Text:
********

If you’ve ever looked through the skin care section of your local drugstore, you’ve no doubt noticed that there are literally hundreds of products marketed towards people with acne. While some of this is certainly nothing more than pure marketing gimmicks, there are also some legitimate reasons to have different acne products available to consumers.
One of the most important reasons for different types of acne treatments is that there are several different skin types, all of which respond differently to certain forms of treatment.
A person’s skin can typically be grouped into 1 of 4 primary types: normal, dry, oily, and combination.
In this article we will look at some of the best acne treatment options for those of us out there who are struggling to find the right balance for our combination skin type.
To understand combination skin, we have to first understand what dry and oily skin are.
Skin which doesn’t produce enough natural oil is considered dry, and symptoms include tightness, flaking, and inflammation. This dryness can be very irritating, and that irritation can lead to acne breakouts.
Overproduction of skin oils, however, causes oily skin which appears shiny or “greasy” and this can make it easier for clogged pores to fill with sebum and turn into acne.
Combination skin, just as the name implies, is when a person experienced dryness on certain areas of the face (typically the cheeks) while other areas (such as the T-zone) are oily.

********

Given information:
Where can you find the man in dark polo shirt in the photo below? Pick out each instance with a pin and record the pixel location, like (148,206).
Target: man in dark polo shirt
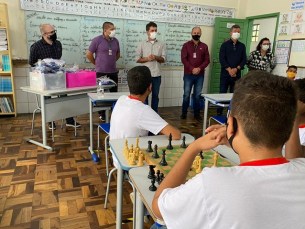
(195,58)
(48,47)
(232,57)
(107,51)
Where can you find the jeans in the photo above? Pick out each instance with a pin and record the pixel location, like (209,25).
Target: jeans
(225,83)
(68,120)
(189,82)
(114,77)
(156,82)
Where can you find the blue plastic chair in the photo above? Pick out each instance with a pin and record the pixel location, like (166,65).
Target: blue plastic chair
(221,119)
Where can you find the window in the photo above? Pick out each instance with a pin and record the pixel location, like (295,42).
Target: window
(255,32)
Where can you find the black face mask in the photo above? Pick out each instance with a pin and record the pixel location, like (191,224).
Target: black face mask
(53,37)
(232,137)
(196,37)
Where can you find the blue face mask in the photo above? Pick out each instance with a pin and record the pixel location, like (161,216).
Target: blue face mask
(232,137)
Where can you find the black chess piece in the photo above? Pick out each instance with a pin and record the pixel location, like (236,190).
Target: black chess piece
(183,145)
(161,178)
(155,155)
(158,176)
(153,186)
(163,161)
(151,173)
(149,149)
(201,155)
(170,138)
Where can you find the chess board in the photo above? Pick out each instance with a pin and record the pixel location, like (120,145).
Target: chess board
(173,155)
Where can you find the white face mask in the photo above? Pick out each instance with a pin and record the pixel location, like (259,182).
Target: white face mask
(235,36)
(112,33)
(265,47)
(153,35)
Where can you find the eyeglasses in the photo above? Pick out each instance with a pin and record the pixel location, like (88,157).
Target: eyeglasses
(52,32)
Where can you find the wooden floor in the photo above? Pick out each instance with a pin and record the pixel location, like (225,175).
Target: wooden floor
(63,188)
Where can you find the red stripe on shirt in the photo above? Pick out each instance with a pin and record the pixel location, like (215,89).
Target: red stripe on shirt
(270,161)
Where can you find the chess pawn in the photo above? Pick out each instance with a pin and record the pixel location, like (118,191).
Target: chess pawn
(199,169)
(141,157)
(216,155)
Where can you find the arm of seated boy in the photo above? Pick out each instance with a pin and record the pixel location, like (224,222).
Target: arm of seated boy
(178,173)
(169,129)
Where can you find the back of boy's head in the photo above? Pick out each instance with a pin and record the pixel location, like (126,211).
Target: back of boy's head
(138,80)
(300,83)
(265,105)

********

Repeat the stretch of the acne article from "A person’s skin" through "to acne breakouts.", substituting "peeling" for "flaking". Rely only on the text above.

A person’s skin can typically be grouped into 1 of 4 primary types: normal, dry, oily, and combination.
In this article we will look at some of the best acne treatment options for those of us out there who are struggling to find the right balance for our combination skin type.
To understand combination skin, we have to first understand what dry and oily skin are.
Skin which doesn’t produce enough natural oil is considered dry, and symptoms include tightness, peeling, and inflammation. This dryness can be very irritating, and that irritation can lead to acne breakouts.